DO THIS -
Return, word for word, every line from the line with "of the hands" to the line with "the player's bare", including both of those lines.

──────── DATASET ENTRIES ────────

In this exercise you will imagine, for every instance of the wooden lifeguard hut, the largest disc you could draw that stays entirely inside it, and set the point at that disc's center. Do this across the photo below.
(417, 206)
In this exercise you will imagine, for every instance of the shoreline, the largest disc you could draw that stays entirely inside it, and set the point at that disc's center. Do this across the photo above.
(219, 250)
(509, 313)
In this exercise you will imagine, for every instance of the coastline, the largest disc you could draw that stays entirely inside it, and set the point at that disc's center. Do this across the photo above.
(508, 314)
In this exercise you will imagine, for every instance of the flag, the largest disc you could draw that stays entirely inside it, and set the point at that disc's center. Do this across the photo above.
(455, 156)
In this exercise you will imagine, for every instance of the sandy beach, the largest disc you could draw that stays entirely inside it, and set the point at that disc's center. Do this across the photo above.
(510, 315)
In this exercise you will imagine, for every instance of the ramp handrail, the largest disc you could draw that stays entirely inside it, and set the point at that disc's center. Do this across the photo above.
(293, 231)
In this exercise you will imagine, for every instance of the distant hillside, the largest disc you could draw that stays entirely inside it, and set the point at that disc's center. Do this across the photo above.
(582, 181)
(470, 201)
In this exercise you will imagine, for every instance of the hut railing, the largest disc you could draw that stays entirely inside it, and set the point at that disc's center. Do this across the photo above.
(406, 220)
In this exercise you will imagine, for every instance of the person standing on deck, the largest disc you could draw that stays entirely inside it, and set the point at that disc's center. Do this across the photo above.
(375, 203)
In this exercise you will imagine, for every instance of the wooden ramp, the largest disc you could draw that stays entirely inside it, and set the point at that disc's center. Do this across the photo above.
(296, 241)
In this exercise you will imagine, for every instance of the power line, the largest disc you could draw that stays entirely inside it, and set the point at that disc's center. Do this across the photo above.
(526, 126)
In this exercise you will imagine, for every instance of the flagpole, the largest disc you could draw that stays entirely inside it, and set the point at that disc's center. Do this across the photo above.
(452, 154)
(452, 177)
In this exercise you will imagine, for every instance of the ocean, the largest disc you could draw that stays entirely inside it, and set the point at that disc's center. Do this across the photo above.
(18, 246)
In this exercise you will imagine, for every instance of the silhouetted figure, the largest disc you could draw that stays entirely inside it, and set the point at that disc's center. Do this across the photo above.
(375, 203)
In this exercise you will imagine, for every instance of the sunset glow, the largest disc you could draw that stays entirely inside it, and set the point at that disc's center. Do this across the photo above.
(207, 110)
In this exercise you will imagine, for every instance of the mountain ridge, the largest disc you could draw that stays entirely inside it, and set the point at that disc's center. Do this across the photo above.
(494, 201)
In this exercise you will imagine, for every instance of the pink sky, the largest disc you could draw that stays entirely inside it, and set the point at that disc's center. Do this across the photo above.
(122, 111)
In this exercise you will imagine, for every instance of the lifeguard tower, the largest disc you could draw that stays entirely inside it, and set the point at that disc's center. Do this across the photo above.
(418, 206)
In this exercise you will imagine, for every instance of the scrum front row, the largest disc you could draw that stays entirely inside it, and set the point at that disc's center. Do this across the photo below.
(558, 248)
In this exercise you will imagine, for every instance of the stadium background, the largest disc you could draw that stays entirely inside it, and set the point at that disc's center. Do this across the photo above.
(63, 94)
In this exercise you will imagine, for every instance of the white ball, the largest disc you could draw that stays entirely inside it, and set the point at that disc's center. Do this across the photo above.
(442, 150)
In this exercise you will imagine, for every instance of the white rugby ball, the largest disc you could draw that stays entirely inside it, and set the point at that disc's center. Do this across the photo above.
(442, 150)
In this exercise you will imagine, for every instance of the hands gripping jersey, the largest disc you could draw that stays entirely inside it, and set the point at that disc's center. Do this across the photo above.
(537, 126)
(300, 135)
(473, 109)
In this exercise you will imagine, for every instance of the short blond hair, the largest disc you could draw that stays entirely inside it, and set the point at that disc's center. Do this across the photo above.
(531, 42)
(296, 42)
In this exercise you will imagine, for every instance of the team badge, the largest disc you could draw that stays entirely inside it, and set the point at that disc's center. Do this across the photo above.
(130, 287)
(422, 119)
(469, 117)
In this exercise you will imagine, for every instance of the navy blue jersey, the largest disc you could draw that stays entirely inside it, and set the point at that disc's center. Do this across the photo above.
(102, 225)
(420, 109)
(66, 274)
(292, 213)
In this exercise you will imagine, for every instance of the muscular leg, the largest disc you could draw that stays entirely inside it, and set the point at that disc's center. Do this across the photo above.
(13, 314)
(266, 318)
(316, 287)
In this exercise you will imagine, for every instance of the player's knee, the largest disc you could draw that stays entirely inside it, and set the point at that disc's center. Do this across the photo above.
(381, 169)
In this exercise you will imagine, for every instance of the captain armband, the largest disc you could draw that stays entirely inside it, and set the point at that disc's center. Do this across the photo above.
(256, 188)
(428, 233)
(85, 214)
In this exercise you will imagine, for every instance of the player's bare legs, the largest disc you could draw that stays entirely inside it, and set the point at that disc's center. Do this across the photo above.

────────
──────── DATASET ENTRIES ────────

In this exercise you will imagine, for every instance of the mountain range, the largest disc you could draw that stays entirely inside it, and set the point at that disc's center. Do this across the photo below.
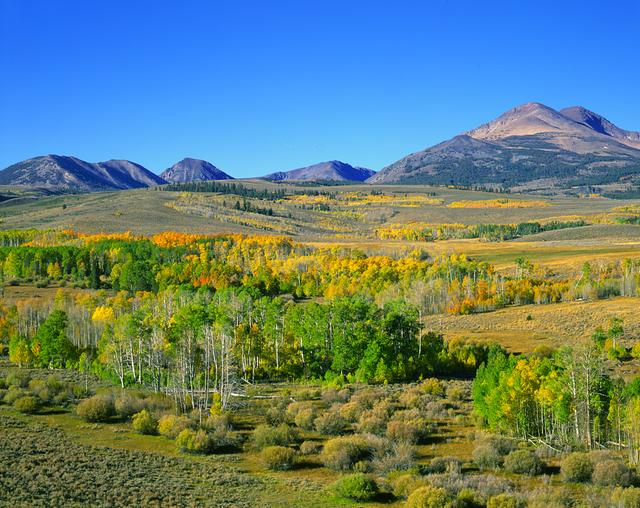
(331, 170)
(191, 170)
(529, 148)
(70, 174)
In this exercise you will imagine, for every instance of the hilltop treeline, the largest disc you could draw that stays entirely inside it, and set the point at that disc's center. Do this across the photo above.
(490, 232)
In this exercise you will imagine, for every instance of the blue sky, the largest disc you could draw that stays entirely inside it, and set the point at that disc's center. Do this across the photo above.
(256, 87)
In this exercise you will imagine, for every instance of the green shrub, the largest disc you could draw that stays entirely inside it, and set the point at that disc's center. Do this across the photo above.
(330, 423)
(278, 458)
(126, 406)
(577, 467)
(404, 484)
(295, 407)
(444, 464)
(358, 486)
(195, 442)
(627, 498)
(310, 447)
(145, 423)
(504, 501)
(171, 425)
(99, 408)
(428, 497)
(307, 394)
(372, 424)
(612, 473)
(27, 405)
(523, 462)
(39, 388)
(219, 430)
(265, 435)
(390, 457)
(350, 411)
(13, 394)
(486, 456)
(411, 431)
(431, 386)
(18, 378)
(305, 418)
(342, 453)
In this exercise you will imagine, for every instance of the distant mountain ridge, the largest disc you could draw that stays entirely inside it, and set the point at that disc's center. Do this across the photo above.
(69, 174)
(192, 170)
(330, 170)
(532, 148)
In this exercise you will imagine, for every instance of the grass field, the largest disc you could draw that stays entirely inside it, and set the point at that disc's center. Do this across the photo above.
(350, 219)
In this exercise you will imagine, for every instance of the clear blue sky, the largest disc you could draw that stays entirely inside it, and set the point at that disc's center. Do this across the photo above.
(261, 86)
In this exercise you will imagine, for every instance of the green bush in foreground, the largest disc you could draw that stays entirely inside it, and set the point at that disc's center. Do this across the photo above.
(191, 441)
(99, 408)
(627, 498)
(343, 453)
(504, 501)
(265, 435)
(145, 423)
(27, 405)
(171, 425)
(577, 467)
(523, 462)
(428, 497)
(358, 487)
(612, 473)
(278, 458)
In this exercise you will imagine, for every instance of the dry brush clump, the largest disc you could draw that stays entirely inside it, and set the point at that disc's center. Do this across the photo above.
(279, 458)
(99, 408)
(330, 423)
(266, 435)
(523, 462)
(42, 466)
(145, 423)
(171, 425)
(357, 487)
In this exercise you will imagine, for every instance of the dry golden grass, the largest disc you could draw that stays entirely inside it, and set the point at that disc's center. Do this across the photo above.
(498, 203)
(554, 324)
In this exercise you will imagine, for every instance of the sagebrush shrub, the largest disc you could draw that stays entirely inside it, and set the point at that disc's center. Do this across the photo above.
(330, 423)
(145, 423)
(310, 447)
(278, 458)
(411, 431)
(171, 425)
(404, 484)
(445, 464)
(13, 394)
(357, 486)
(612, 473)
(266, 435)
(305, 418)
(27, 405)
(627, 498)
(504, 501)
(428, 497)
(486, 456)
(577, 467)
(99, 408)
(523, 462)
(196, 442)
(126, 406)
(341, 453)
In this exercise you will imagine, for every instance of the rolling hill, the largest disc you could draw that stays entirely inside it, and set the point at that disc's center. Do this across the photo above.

────────

ANSWER -
In this exercise you will imagine, for every instance of the hands gripping jersey, the largest disc you could draw that stays entirely inside it, and set the point at that disc's center. Do this across the photo above.
(537, 126)
(300, 135)
(473, 109)
In this exercise you will imagine, for every instance of the short blond hair, the largest disc you could draw that stays entirely inside it, and set the point at that disc's center. Do this across the photo above.
(531, 42)
(296, 42)
In this exercise you will imagine, for every instance of the team badge, the largest disc you could draw that stays entirely inside it, and set the point at that disc's center. Do this across the photo above.
(130, 287)
(422, 119)
(469, 117)
In this exercise you will imagine, for every instance of the navy blue jersey, the largest disc you could draw that stays entirely inside it, and set the point at that disc's center. Do this across the photo above.
(102, 225)
(420, 109)
(66, 274)
(292, 213)
In this exercise you will imagine, for every instance of the muscular leg, the largest disc you could draw that stays entirely inside it, and set the point at that disc's center. Do this across the photo above.
(13, 314)
(266, 318)
(316, 287)
In this exercise you will imagine, for every instance of the player's knee, the largest disc you could draw that stays entirely inside it, and set the point at that disc's center. Do this across the photo above.
(381, 169)
In this exercise you will imagine, for every instance of the captain armband, the largest disc you could draw that stays entirely inside it, and set the point at that disc's center. Do this across the photo above.
(256, 188)
(428, 233)
(85, 214)
In this exercise you will imagine, for every instance of the player's bare legs, the largest disc you could draw that stays entirely inside it, and set the point at that disc's center. Do this across the photo above.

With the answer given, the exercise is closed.